___ Data section
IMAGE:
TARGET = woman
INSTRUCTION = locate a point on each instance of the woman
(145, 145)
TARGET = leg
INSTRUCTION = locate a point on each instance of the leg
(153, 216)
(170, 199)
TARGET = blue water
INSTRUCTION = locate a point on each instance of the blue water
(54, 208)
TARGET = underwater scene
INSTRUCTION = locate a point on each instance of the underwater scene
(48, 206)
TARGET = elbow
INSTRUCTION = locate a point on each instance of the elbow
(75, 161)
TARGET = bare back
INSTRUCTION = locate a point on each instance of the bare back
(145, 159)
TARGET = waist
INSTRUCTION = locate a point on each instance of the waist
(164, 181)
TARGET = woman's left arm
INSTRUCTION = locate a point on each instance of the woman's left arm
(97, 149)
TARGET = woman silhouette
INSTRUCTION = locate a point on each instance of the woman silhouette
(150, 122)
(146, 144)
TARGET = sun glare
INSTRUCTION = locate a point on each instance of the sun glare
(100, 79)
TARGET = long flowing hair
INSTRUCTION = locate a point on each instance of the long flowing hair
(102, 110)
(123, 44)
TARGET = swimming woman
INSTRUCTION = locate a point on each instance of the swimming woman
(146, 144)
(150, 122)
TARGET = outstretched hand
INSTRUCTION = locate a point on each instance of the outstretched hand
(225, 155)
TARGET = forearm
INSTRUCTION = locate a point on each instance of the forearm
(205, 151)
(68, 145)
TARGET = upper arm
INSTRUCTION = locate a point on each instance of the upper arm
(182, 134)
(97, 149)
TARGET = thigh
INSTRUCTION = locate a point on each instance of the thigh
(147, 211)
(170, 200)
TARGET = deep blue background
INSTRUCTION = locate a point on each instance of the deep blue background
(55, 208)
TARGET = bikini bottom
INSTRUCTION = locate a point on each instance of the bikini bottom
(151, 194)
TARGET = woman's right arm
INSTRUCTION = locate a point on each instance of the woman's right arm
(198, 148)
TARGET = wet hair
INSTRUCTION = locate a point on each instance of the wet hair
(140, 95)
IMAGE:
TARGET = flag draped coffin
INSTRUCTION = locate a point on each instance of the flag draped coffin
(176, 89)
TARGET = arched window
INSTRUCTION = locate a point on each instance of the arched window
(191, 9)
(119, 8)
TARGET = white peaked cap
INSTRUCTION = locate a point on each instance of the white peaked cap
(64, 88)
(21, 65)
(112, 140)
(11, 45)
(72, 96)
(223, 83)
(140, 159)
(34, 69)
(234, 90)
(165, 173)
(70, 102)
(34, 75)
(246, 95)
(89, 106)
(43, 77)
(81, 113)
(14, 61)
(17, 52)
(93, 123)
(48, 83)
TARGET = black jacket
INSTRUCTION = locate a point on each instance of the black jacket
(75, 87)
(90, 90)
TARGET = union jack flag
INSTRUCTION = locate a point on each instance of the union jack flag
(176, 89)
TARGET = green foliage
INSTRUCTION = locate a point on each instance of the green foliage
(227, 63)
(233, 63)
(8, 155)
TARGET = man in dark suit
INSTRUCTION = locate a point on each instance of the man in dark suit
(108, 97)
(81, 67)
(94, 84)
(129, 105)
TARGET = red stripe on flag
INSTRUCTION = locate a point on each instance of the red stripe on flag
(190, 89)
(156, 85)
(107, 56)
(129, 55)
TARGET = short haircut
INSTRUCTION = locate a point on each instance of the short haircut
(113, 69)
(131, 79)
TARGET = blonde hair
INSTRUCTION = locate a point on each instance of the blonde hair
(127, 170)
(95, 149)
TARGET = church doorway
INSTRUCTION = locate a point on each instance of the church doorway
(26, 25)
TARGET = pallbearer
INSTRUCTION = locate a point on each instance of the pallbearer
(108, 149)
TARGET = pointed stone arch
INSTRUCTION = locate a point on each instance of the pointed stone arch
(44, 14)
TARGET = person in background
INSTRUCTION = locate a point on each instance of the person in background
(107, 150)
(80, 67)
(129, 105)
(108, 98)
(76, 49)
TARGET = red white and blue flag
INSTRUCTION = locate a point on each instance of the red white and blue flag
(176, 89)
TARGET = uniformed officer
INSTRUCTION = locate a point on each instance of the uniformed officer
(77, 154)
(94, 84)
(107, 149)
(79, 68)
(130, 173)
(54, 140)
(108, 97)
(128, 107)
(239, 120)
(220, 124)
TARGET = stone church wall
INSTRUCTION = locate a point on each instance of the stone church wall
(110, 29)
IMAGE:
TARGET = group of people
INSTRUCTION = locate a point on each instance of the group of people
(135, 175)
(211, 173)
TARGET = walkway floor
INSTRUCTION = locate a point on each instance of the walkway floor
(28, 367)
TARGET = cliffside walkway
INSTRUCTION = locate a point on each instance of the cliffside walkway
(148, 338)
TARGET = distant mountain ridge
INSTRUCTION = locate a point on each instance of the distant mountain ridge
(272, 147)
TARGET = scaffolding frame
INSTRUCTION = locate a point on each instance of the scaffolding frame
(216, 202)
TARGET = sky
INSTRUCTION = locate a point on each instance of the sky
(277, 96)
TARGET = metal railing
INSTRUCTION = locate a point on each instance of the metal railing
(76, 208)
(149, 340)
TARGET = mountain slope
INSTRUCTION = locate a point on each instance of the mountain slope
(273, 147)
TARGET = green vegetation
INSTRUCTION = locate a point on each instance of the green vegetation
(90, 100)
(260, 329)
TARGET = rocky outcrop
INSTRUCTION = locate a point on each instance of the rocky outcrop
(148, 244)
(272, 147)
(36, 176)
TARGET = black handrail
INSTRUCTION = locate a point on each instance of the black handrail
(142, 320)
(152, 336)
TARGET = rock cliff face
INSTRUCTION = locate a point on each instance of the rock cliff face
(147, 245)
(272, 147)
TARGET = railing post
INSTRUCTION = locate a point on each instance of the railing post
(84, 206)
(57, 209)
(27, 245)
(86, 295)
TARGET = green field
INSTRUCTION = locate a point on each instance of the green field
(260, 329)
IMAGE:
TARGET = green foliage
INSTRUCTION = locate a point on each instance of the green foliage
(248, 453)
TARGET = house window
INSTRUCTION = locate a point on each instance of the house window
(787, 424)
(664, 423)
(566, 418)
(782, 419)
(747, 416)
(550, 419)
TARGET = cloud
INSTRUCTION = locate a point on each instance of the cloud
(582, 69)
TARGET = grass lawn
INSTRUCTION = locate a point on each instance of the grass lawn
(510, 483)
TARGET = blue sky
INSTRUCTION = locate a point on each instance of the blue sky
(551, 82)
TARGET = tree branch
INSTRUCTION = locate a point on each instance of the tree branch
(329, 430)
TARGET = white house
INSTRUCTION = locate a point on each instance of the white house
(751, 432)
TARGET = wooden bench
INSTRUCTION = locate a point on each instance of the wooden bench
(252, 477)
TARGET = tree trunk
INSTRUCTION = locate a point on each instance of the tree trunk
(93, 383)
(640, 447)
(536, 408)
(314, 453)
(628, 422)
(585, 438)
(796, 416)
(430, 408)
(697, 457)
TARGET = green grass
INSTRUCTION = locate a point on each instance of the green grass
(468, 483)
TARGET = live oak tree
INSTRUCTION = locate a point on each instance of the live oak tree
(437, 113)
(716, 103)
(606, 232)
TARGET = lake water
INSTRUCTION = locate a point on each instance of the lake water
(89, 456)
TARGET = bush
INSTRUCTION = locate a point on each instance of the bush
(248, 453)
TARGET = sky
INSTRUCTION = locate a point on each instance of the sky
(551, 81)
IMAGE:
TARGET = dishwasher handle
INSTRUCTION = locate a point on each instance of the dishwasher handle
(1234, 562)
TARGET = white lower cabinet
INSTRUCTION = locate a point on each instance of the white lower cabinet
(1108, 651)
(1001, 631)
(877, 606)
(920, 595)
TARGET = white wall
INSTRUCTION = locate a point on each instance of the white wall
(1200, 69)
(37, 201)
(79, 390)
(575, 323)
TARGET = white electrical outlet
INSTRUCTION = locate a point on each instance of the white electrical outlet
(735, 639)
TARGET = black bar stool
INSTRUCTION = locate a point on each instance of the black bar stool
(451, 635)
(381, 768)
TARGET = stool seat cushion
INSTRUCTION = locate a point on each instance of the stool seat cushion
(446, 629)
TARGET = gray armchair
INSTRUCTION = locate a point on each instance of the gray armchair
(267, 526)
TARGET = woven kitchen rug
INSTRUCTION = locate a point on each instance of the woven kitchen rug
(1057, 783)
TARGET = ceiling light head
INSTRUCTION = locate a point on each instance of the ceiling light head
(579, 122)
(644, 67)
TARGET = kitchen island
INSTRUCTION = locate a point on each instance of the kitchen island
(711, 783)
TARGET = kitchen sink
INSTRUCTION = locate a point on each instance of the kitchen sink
______
> **Written request**
Starting with the line that contains "TARGET = white electrical outlet", return each line through the last one of the data above, exactly as written and nothing more.

> **The output**
TARGET = white electrical outlet
INSTRUCTION = locate a point on each instance of the white electrical outlet
(735, 639)
TARGET = black bar stool
INSTRUCTION = locate a point on each instance of the black bar stool
(451, 635)
(381, 768)
TARGET = stool seat cushion
INSTRUCTION = locate a point on each instance of the stool seat cushion
(446, 629)
TARGET = gray armchair
INSTRUCTION = locate a point on each instance of the gray armchair
(267, 526)
TARGET = woven kitchen rug
INSTRUCTION = locate a point on each instance of the woven kitchen rug
(1057, 783)
TARGET = ceiling light head
INSTRUCTION = locate a point on each instance of the ceiling light head
(579, 122)
(644, 67)
TARGET = kitchen island
INSTRUCTION = locate a point on each instance of the kitchen island
(711, 783)
TARGET = kitchen sink
INSTRUCTION = locate a point on each instance of the kitchen sink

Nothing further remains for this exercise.